Region pointing data

****

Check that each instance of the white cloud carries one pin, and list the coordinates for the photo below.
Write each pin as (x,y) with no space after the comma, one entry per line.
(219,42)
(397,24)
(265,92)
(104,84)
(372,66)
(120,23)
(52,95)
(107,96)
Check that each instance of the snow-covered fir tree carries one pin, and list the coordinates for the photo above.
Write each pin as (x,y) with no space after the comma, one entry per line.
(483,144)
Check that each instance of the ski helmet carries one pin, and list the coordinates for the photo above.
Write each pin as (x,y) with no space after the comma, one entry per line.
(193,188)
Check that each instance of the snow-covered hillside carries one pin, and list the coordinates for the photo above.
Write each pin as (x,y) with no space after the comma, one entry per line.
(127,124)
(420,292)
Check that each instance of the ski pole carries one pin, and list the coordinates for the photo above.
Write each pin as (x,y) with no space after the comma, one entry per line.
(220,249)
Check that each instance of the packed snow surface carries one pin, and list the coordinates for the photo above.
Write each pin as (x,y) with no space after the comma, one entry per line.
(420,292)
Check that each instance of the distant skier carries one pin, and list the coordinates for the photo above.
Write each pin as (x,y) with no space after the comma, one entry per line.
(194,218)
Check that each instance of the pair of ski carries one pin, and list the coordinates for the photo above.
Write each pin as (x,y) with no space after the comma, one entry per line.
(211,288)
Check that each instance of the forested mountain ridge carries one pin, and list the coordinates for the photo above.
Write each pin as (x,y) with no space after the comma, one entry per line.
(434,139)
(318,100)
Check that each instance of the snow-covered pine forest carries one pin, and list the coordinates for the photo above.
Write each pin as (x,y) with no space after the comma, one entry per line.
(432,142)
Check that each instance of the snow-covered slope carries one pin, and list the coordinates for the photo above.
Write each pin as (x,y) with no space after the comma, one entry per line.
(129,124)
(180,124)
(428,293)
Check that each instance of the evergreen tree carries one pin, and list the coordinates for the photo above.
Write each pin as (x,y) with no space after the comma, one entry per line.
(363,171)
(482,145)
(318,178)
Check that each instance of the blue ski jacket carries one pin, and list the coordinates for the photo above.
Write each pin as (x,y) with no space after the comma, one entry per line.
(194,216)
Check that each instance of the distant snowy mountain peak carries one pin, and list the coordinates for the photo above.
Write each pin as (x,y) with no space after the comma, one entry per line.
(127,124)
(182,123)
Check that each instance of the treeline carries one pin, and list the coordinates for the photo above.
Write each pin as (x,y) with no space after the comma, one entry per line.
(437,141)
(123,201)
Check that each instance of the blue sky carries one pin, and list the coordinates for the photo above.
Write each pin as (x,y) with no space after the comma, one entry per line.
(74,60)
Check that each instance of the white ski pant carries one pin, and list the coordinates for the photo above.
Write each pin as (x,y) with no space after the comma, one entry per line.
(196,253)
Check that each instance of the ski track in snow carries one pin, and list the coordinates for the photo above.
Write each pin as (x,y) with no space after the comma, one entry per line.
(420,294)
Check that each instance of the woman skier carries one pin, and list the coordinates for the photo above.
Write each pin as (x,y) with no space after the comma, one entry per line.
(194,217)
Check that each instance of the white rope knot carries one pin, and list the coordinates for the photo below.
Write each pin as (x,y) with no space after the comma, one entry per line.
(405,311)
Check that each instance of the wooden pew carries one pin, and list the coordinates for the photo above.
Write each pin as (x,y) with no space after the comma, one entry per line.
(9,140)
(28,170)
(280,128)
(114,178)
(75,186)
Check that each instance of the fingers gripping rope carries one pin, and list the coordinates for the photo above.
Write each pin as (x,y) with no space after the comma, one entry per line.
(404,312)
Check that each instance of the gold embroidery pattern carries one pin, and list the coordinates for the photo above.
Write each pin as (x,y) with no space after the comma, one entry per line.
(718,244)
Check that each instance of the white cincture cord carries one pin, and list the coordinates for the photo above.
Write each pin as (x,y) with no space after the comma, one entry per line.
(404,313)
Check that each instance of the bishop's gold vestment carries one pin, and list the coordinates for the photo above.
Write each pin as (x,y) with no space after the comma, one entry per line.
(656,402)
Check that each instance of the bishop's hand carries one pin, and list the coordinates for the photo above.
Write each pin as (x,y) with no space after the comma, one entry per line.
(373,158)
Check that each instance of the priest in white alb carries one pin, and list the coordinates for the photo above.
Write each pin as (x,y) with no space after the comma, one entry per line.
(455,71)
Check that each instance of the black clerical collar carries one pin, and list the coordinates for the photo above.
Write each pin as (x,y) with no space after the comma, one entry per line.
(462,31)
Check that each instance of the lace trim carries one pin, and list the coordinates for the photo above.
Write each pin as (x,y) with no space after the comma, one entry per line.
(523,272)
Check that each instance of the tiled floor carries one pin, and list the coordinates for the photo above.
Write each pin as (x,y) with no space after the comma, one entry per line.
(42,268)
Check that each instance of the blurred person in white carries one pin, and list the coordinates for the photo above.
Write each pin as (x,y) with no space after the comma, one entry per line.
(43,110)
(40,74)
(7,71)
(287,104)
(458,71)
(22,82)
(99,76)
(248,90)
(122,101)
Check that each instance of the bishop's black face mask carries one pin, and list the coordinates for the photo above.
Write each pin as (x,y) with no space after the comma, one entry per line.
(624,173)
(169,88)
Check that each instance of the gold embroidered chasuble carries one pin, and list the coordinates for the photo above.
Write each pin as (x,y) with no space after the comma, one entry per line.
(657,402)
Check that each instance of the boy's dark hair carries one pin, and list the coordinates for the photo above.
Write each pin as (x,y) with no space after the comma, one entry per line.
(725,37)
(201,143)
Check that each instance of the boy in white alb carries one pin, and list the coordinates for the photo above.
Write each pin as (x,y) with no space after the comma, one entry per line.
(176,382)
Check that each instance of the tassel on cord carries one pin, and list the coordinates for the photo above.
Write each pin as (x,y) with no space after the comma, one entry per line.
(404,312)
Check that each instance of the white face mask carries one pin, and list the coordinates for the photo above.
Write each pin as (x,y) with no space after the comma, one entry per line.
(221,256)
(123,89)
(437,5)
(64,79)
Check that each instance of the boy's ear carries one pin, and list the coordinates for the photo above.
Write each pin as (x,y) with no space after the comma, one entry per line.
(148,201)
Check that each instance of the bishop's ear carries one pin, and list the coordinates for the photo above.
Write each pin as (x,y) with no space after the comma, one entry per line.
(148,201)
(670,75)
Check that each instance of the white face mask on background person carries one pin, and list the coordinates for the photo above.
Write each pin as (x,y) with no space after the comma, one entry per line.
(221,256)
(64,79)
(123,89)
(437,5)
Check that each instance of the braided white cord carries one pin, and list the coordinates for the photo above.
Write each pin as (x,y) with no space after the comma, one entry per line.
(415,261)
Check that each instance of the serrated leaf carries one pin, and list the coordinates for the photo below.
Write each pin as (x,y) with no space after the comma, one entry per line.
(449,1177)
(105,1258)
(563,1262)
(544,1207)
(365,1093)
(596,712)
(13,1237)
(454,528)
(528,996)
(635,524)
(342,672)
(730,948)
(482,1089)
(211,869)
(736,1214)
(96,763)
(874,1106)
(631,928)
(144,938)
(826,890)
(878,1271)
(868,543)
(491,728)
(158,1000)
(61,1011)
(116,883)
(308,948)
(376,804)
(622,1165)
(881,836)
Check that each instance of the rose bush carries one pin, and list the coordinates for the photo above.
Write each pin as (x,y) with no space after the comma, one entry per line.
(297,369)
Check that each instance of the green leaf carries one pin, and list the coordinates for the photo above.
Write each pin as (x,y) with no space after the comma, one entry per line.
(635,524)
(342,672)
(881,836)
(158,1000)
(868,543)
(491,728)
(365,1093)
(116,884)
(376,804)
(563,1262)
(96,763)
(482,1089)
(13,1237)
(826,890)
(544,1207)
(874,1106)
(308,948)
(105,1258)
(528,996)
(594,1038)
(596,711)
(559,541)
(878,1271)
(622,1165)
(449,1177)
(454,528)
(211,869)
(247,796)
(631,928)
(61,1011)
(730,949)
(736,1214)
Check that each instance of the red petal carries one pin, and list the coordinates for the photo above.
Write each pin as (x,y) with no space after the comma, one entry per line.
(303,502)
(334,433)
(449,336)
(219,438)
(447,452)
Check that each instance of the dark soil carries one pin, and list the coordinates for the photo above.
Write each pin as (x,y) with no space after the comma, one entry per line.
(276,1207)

****

What you are asked to do: If a line of the records includes the string "gold", copy it out.

Output of the exercise:
Check that each instance of the gold embroidery pattern carries one pin, and list the coordinates for the photo above.
Check that each instance of the bishop's gold vestment carries one pin, and list the coordinates for the photo above.
Check that each instance of the gold embroidered chasuble carries one pin, and list the coordinates for the photo above.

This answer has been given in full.